* _PROBLEMS TO WORK ON_
(1) Reproduce in full the text on Micronesia's Department of Finance and Administration.
(2) Switch "window" to "door" in the lines of the listing from the one containing "For this challenge, identify the wheelhouse" through the end of the listing, and give only those lines with nothing else altered.

* _SELECTED PASSAGE_

□ □ □ □ □

Department of Finance and Administration

Agency overview
- Formed: 1979
- Jurisdiction: Micronesia
- Headquarters: Palikir
- Agency executive: Rose Nakanaga, Secretary;
- Parent agency: Government of the Federated States of Micronesia
- Website: dofa.gov.fm

= Department of Finance and Administration (Micronesia) =

Department of Finance and Administration of the Federated States of Micronesia is a government department in the Micronesia responsible for effective management of public financial assets, strengthening tax collection, maximizing investments and maintaining border control of Micronesia.

□ □ □ □ □

Collection entries:
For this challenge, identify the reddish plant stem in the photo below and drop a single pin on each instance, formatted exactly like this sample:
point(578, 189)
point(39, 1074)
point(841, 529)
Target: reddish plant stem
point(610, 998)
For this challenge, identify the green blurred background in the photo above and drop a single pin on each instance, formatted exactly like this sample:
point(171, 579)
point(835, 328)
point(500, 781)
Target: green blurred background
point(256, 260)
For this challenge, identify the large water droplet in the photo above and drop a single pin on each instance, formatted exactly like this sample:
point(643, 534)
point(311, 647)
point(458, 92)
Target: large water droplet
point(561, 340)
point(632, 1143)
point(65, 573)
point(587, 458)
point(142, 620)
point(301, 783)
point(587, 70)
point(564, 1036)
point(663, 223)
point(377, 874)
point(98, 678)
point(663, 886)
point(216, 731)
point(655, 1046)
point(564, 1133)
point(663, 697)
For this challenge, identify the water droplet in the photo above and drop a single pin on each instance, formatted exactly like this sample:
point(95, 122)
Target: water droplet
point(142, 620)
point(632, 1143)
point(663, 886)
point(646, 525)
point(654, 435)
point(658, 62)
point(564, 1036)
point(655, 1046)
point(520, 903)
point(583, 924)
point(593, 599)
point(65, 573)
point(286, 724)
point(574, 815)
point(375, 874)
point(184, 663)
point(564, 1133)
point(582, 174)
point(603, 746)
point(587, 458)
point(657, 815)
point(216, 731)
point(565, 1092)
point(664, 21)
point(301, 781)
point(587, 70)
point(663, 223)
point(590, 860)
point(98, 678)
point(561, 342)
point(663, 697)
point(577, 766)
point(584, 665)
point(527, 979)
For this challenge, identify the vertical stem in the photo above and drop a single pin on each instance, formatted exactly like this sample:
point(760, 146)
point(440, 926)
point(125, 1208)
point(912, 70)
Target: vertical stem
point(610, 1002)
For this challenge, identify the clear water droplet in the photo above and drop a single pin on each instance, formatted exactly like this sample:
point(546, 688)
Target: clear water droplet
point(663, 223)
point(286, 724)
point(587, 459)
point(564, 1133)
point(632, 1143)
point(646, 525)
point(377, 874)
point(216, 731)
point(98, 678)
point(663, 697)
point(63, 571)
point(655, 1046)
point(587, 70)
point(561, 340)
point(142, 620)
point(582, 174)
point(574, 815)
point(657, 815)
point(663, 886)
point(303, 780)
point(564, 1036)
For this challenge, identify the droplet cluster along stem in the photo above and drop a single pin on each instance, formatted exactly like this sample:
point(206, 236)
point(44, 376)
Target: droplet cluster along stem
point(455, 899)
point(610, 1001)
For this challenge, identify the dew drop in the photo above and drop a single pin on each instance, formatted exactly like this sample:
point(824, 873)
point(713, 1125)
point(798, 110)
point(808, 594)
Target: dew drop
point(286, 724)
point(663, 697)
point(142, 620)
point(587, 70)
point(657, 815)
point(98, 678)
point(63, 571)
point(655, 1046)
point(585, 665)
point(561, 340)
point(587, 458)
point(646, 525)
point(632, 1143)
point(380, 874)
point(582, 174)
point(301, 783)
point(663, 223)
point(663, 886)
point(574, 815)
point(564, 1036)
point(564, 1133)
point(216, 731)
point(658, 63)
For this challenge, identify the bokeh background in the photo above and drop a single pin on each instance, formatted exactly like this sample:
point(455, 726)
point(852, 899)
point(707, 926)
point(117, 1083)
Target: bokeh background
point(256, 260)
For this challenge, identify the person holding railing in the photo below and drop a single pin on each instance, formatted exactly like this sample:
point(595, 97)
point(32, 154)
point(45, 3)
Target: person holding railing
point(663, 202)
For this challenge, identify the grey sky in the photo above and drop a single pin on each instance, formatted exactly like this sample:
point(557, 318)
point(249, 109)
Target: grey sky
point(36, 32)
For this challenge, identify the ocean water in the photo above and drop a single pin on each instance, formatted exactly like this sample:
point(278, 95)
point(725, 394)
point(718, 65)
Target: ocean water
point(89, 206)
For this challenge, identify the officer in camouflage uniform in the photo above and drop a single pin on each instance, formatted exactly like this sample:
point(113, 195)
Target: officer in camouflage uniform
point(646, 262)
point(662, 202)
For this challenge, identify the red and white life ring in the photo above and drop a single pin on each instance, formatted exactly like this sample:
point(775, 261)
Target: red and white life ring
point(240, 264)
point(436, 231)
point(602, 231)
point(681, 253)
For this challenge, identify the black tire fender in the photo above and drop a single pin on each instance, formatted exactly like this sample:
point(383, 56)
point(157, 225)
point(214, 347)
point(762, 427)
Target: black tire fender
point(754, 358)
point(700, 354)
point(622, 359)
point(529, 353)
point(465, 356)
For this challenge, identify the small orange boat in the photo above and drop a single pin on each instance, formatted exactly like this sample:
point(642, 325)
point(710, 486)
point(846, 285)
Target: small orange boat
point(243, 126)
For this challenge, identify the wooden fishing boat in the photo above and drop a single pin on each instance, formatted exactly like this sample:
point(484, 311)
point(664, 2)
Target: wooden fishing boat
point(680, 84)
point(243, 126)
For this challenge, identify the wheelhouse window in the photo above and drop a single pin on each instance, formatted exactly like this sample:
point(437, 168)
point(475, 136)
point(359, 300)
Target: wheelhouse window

□ □ □ □ □

* _RESULTS OF THE EXERCISE_
(1)
Department of Finance and Administration

Agency overview
- Formed: 1979
- Jurisdiction: Micronesia
- Headquarters: Palikir
- Agency executive: Rose Nakanaga, Secretary;
- Parent agency: Government of the Federated States of Micronesia
- Website: dofa.gov.fm

= Department of Finance and Administration (Micronesia) =

Department of Finance and Administration of the Federated States of Micronesia is a government department in the Micronesia responsible for effective management of public financial assets, strengthening tax collection, maximizing investments and maintaining border control of Micronesia.

(2)
For this challenge, identify the wheelhouse door in the photo above and drop a single pin on each instance, formatted exactly like this sample:
point(437, 168)
point(475, 136)
point(359, 300)
Target: wheelhouse door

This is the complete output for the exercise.